## Tasks
1. In two sentences, what does the forum post about fading roof slates say?
2. Can you rewrite the paragraph beginning "Have our house built since 2006" in the slate forum post more briefly, keeping its main facts?
3. Can you pick up the forum post about the faded roof slates after the Aug 9th entry and continue it?

## Source document
# Issues with Slates



## yop (14 Aug 2013)

Hi
Have our house built since 2006. We have a man made slate on the roof and have noticed in the last year that they are fading badly, that the paint is peeling off and that they look brutal now. Any engineer or roofer who has seen them has commented on how bad they look. It wouldn't be every slate but a good 35-40%.

I made contact with the supplier and was passed onto the manufacturer as they have a 20 year guarantee on the color.
So I had all my receipts, spent over 8k euro in total on the slates alone!, and I have take hi def pictures of the slates and forwarded all on.

The first communication was 28th June. No reply.
July 2nd I asked for an update, told an assessor would make contact.
July 9th - I asked for an update, no response.
July 17th - Asked for an update, no response.
July 24th - A response. Told they would arrange.
July 31st - Asked for an update, no response.
Aug 6th - Asked for an update, no response.
Aug 9th - Asked for an update, no response.

## Dataset excerpt
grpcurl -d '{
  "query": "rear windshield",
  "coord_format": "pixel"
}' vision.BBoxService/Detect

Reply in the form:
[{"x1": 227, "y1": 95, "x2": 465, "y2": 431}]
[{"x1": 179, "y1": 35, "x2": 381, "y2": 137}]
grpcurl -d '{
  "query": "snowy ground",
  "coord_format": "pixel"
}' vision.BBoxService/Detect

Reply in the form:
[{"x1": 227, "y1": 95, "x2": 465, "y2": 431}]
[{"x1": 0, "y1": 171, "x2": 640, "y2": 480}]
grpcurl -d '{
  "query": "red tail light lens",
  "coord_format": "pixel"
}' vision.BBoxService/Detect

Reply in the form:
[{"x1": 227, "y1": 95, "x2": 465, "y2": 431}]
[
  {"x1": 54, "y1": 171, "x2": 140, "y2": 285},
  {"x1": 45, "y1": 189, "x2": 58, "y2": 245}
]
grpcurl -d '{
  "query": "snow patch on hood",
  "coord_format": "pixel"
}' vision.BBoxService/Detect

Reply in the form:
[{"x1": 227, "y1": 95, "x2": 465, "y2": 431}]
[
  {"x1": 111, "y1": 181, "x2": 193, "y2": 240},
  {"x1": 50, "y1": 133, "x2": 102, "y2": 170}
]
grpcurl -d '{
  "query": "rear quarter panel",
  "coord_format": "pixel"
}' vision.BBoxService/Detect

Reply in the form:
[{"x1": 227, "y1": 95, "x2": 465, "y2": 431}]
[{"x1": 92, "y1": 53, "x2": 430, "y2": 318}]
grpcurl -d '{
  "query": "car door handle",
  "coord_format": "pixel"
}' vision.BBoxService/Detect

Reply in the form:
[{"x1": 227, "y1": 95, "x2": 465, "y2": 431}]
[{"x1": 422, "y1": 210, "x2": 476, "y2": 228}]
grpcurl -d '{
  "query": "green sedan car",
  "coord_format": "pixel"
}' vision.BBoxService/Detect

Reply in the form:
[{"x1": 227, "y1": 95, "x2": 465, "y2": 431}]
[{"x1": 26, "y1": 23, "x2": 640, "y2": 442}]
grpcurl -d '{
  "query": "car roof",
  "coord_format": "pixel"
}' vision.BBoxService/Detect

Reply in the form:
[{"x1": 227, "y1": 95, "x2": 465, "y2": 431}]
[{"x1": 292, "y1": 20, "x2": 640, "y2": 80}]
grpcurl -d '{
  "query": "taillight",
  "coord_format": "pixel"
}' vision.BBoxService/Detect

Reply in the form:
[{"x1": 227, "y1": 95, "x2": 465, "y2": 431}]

## The results
1. The poster's man-made roof slates, which cost over 8k euro, are fading badly and peeling on about 35-40% of the roof, so the poster contacted the supplier and was referred to the manufacturer, which offers a 20-year color guarantee. From the first contact on 28th June to Aug 9th, most update requests went unanswered; the only replies said that an assessor would make contact and that they would arrange it.

2. Since 2006 the house has had man-made roof slates, and over the last year about 35-40% of them have faded badly and started peeling. Every engineer or roofer who has seen them has remarked on how bad they look.

3.
Today i also emailed and as  of yet , no response.


Just wondering if anyone has any idea of what I can do.


----------



## seantheman (17 Aug 2013)

The supplier shouldn't have passed you on to the manufacturer, they should have contacted Tegral on your behalf and ask that an inspection be done. You would have got a 20yr colour and structure guarantee with the Thrutone.Your contract is with the supplier not the manufacturer


----------



## yop (22 Aug 2013)

Hey, Thanks for that. 
Seems that anyone who has had this issue have dealt directly with Tegral.

I have since emailed twice and have spoken to the Consumer Association about my rights and they informed me that they are totally in breach of their contract.

I have also had a chat with my solicitor but we are looking to give Tegral the chance to come back on this.

Over reacting do you think or would you agree that I have ever right to engage a solicitor?

Consumer association told me to go legal if they won't respond.


----------



## Leo (22 Aug 2013)

As Seantheman says, your contract is with the supplier, assuming you bought directly from them and not via a roofer. What contact have you had with them?


----------



## yop (22 Aug 2013)

They gave me the contact details for Tegral and I CC'd the supplier on the emails to Tegral.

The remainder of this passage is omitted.